# [Text provided]
▬▬▬▬▬▬▬▬▬▬
My business is The Women’s Wealth Expert and I give financial advice to women, with a focus on women facing divorce.
Women do not generally like to speak to men about their finances as they don’t feel very confident about it. The problem is that 95% of the financial services industry is male dominated and so women tend to bury their heads in the sand and hope that everything will be OK. I have 10 years experience as a financial planner and am both Chartered and a Fellow of The Personal Finance Society. I am using this experience to bring a down to earth and friendly approach to financial planning for women to help them to take their heads out of the sand and start to plan properly for the future. We use a step by step strategy to avoid the feeling of overwhelm; starting by making sure that financial security is protected and then building wealth for the future. In a divorce situation, I take away the fear and worry around the money by helping women to understand the importance of assets and having a realistic pension to live on in the future.
▬▬▬▬▬▬▬▬▬▬
# [Exercise directions]
In the text about The Women's Wealth Expert, how many years of experience as a financial planner does the writer have?

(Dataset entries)
▬▬▬▬▬▬▬▬▬▬
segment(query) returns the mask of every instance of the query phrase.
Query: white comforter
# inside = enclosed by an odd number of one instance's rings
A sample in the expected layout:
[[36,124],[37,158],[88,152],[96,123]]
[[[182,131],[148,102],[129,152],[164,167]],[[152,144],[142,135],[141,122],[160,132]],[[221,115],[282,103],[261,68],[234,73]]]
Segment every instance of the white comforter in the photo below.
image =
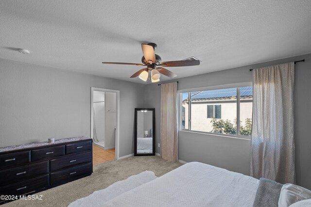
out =
[[152,150],[152,137],[137,138],[137,149]]
[[104,207],[251,207],[258,180],[190,162],[103,203]]

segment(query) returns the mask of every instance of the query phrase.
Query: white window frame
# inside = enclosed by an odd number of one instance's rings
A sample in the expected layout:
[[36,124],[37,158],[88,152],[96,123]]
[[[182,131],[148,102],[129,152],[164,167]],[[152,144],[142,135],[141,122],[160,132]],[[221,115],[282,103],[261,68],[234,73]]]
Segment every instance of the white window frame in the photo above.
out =
[[[208,106],[213,106],[213,117],[208,117]],[[220,106],[220,118],[215,118],[215,106]],[[221,104],[207,104],[207,114],[206,114],[207,115],[207,119],[210,119],[211,118],[214,118],[216,119],[221,119],[221,116],[222,116],[222,111],[221,111],[221,108],[222,108],[222,105]]]
[[[220,136],[223,137],[231,137],[238,139],[242,139],[246,140],[250,140],[250,136],[241,135],[240,134],[240,122],[238,120],[240,120],[240,88],[242,87],[246,86],[252,86],[252,82],[245,82],[239,83],[229,84],[225,85],[220,85],[214,86],[208,86],[201,88],[194,88],[187,89],[179,90],[177,91],[178,95],[178,123],[179,123],[179,129],[180,131],[187,131],[193,133],[197,133],[200,134],[210,134],[215,136]],[[225,89],[226,88],[237,88],[239,90],[237,90],[237,134],[220,134],[218,133],[209,132],[201,131],[196,131],[193,130],[190,130],[185,128],[182,128],[182,107],[181,104],[182,103],[182,96],[181,94],[183,93],[190,93],[193,91],[209,91],[212,90],[218,90],[218,89]],[[239,97],[238,98],[238,97]],[[189,97],[189,102],[191,101],[191,97]],[[189,128],[191,128],[191,104],[189,104],[189,109],[188,109],[188,112],[189,113],[188,117],[189,117]],[[186,120],[185,120],[186,121]]]

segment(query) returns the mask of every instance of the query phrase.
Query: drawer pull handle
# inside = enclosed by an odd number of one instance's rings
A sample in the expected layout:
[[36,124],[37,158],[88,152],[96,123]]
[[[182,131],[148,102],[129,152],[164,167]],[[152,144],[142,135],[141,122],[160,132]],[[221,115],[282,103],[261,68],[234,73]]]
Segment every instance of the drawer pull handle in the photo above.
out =
[[24,187],[22,187],[21,188],[18,188],[18,189],[16,189],[16,190],[17,191],[19,191],[20,190],[25,189],[27,187],[27,186],[24,186]]
[[6,159],[4,160],[5,162],[8,162],[9,161],[13,161],[15,160],[15,158],[12,158],[12,159]]
[[21,173],[17,173],[16,175],[21,175],[21,174],[25,174],[25,173],[26,173],[26,171],[24,171],[24,172],[22,172]]
[[48,154],[52,154],[52,153],[54,153],[54,152],[53,152],[53,151],[52,151],[52,152],[46,152],[46,153],[45,153],[45,154],[46,154],[46,155],[48,155]]

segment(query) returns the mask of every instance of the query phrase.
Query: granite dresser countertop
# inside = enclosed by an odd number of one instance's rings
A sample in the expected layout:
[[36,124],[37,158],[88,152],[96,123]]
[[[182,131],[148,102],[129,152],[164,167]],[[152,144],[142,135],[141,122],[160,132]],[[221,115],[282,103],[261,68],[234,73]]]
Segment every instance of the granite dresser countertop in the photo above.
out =
[[42,143],[32,143],[30,144],[9,146],[5,147],[0,147],[0,152],[7,152],[9,151],[16,150],[17,149],[23,149],[27,148],[35,147],[37,146],[52,146],[53,145],[56,144],[59,144],[69,142],[79,141],[80,140],[87,140],[89,139],[90,138],[86,137],[71,137],[70,138],[66,138],[55,140],[55,142],[53,143],[48,143],[48,141],[46,141]]

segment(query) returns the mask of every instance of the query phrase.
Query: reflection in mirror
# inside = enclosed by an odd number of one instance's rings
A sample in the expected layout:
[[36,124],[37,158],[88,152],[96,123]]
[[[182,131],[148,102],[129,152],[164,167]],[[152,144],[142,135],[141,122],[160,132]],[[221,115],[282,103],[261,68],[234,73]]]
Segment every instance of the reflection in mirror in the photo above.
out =
[[154,109],[135,109],[135,155],[155,155]]

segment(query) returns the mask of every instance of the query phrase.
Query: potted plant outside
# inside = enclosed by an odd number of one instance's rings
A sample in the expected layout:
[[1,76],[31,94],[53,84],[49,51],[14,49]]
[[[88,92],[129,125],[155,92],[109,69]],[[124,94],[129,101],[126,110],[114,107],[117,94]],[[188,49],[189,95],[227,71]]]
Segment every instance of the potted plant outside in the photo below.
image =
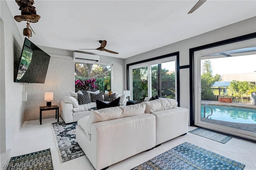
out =
[[223,94],[219,97],[219,102],[232,103],[232,98],[228,95],[228,93]]

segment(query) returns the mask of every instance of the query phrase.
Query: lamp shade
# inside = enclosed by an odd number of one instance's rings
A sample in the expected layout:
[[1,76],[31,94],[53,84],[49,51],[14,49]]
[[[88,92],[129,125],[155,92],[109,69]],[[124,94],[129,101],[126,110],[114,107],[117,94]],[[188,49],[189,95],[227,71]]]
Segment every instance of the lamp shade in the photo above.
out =
[[53,100],[53,92],[45,92],[44,100],[46,101]]
[[124,90],[124,94],[126,95],[126,96],[131,96],[131,91],[130,90]]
▬▬▬▬▬▬▬▬▬▬
# [Result of this task]
10 years